▶ **EXERCISE**
Reproduce the estrogen and Alzheimer's article word for word, everything from "They added that" down to "received placebo treatment.".

▶ **SOURCE DOCUMENT**
>>
Women with Alzheimer’s disease who receive long-term estrogen replacement may have worsened memory loss

Postmenopausal women with Alzheimer's disease who undergo long-term estrogen replacement therapy may have increased memory loss, according to an article in the October issue of Behavioral Neuroscience. The researchers used female rats to study the effect of estrogen replacement therapy on memory because the conditions reproduced in the study are analogous to those of postmenopausal women with existing brain inflammation caused by a neurodegenerative illness like Alzheimer's disease or by head trauma who receive long-term estrogen replacement therapy.

The American team taught 40 rats to perform a water maze task to look at the interaction of chronic neuroinflammation and excessive or inadequate estrogen. Both conditions (neuroinflammation and hormonal disturbance) are likely to precede the onset of symptoms associated with Alzheimer's disease.

As part of the experiment, some of the rats were given bilateral oopherectomy to mimic menopause. Aged rats do not undergo the ovarian failure seen in ovariectomized rats. However, female rats that have undergone oopherectomy experience both the ovarian failure and the alterations in gene expression within the hypothalamus that appear in women in menopause.

The researchers found that removal of the rats' ovaries was not enough to impair performance in the water maze task. However, the introduction of either sustained estrogen replacement therapy or chronic brain inflammation did impair memory performance in the rats in the surgery group. Furthermore, the combined occurrence of both conditions (sustained estrogen replacement therapy and longer-term brain inflammation) significantly worsened cognitive performance beyond that produced by either condition alone.

"A therapy designed to mimic the natural cycle of hormone fluctuation may provide a more effective therapy to slow the progression of Alzheimer's disease in postmenopausal women," according to the researchers.

They added that their findings were echoed by an article published in 2000 in the Journal of the American Medical Association that was based on a long-term, placebo-controlled study on the effects of estrogen replacement therapy on cognitive function in a large group of women with mild to moderate Alzheimer's disease. The effects of estrogen replacement therapy were initially beneficial, but the performance of women receiving sustained therapy declined over time more than that of women who received placebo treatment.

"When considered together, the results of this and other clinical trials suggest a pattern of beneficial effects on cognitive function after relatively short-term estrogen replacement therapy; however, this beneficial effect is attenuated, and possibly reversed, after much longer treatment regimens," said the authors of the current study.

"Although a comparison between humans and rodents must be made with caution, it is interesting that continuous long-term estrogen therapy immediately after oopherectomy in the present study parallels the detrimental cognitive effect seen in postmenopausal Alzheimer's disease women who receive continuous, long-term estrogen replacement therapy decades after the onset of menopause."
<<
▶ **RECORDS PROVIDED**
>>
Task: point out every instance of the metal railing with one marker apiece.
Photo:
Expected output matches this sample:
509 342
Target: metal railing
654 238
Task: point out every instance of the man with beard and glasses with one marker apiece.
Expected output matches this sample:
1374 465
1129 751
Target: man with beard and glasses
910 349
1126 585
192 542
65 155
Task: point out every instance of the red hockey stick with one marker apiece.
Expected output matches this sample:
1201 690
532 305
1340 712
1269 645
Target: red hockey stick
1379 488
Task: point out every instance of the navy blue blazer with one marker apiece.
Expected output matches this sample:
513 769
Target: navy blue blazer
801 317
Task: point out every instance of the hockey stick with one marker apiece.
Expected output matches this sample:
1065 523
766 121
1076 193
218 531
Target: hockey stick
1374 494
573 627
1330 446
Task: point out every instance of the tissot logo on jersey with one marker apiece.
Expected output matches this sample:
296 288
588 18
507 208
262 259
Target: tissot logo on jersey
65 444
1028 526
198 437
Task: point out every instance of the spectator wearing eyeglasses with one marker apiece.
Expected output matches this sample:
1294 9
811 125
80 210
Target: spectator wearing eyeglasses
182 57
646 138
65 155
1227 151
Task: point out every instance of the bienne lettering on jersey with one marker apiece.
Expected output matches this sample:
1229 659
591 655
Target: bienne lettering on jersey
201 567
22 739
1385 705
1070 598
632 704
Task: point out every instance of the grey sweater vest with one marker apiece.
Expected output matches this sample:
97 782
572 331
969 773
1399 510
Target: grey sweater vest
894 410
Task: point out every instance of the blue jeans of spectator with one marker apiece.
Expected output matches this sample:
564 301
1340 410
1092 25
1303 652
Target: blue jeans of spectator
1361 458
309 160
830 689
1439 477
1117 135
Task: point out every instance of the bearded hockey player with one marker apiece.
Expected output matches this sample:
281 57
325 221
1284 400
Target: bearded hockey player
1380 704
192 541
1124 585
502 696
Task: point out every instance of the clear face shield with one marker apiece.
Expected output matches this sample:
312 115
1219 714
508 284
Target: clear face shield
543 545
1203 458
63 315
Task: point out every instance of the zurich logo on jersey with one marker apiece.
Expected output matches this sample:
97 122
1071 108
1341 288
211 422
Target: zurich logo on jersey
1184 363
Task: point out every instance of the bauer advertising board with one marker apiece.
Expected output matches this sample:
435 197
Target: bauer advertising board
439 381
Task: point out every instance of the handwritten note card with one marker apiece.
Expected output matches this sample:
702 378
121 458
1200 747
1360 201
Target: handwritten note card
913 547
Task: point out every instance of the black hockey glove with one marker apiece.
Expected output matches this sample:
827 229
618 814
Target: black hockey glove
<<
▶ **WRITTEN ANSWER**
They added that their findings were echoed by an article published in 2000 in the Journal of the American Medical Association that was based on a long-term, placebo-controlled study on the effects of estrogen replacement therapy on cognitive function in a large group of women with mild to moderate Alzheimer's disease. The effects of estrogen replacement therapy were initially beneficial, but the performance of women receiving sustained therapy declined over time more than that of women who received placebo treatment.